### SELECTED EXTRACT:
▬▬▬

Passion for a stick
By Emily Atkins
They say variety keeps things interesting. A gear shift, in a skillful hand, is like a musical instrument. Together with its player, it creates beautiful music. You play it with nuance and it’s never exactly the same way twice. The timing varies, the motion is minutely different and the co-ordination of hands and feet comes together to produce delectable combination of symphonic howl, punching acceleration and g-force joy. You can bring it together with the beauty of a practiced orchestra, or occasionally with the cringe-inducing clash of a bad high school band.
The point is, with a manual transmission, you are in control of the car, it’s your timing changes, your foot shifted over a millimeter from the last time, your brain processing the light differently. It’s different every time and it’s NEVER boring.
Driving with finesse is not about perfection, it’s about learning, slightly altering what you do every time, in the never-ending quest for the elusive perfect corner, the nirvana lap. It matters not if you are a track driver or stick to the street. Every time you shift gears using the manual transmission you are engaged fully in the operation of the vehicle. The cost a mistake is higher – a dropped clutch, a late shift, these can get you into serious trouble, on the track or highway. That makes the endeavor so much more serious.
With an automatic, you lose direct control over the series of events that keeps the car going where you want it. A computer is driving the car. It’s just not the same. Snick, snick, snick–paddles are surgical instruments, slicing through time and gravity with computerized precision. You may as well sit at home on the couch and play video games.
Driving an automatic takes away the fun and a lot of the challenge. Sure, Porsche has mastered the science of the automatic transmission. It’s definitely a great technology. And it might make us all faster drivers with its split-second shifts, and spot-on rev-matching.

▬▬▬

### DATA SHOWN:

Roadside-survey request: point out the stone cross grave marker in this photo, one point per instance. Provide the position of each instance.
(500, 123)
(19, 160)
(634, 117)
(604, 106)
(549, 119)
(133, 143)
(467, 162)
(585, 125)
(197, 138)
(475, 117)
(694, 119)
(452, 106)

▬▬▬

### WHAT YOU WILL DO:
1. Answer these questions using the essay on manual transmissions:
(a) To what does the author compare a gear shift in a skillful hand?
(b) With an automatic, what does the text say is driving the car?
(c) Which carmaker is said to have mastered the science of the automatic transmission?
2. Reproduce everything in the essay on manual transmissions from "The point is, with" down to "much more serious.".
3. Write what follows the final sentence of the essay on manual transmissions, continuing it from that point.

### LIST OF ANSWERS:
1.
(a) A musical instrument.
(b) A computer.
(c) Porsche.

2.
The point is, with a manual transmission, you are in control of the car, it’s your timing changes, your foot shifted over a millimeter from the last time, your brain processing the light differently. It’s different every time and it’s NEVER boring.
Driving with finesse is not about perfection, it’s about learning, slightly altering what you do every time, in the never-ending quest for the elusive perfect corner, the nirvana lap. It matters not if you are a track driver or stick to the street. Every time you shift gears using the manual transmission you are engaged fully in the operation of the vehicle. The cost a mistake is higher – a dropped clutch, a late shift, these can get you into serious trouble, on the track or highway. That makes the endeavor so much more serious.

3.
I recently drove a 2014 Cayman S for a week. I had high expectations from the car; if the Cayman was great, surely its more powerful brother would be awesome. I hope to tell more in a review, but let’s say for brevity the experience was underwhelming. Why? I have to say it was the automatic transmission. I felt more like a passenger than the driver. I don’t mind an automatic in the right circumstances, but when driving enjoyment is my objective, it has to be manual.
Technology is improving cars so much that they will soon be driving themselves. It’s not a concept; it’s here. Manual transmissions are going the way of the in-dash cassette deck. Soon they will be a quaint novelty that only the occasional old guy or retro-loving geek will know how to operate. Even driving schools are discontinuing lessons in manual cars, because demand is no longer there.
And when even fabled car makers like Porsche decide that they will only produce automatic transmissions for certain models of car, you know big changes are coming.
Those of us with manual transmissions have an obligation to posterity to ensure our vehicles are kept in good running order as long as we can turn a wrench or have money to pay our mechanics. We all own a piece of automotive history that must be kept alive.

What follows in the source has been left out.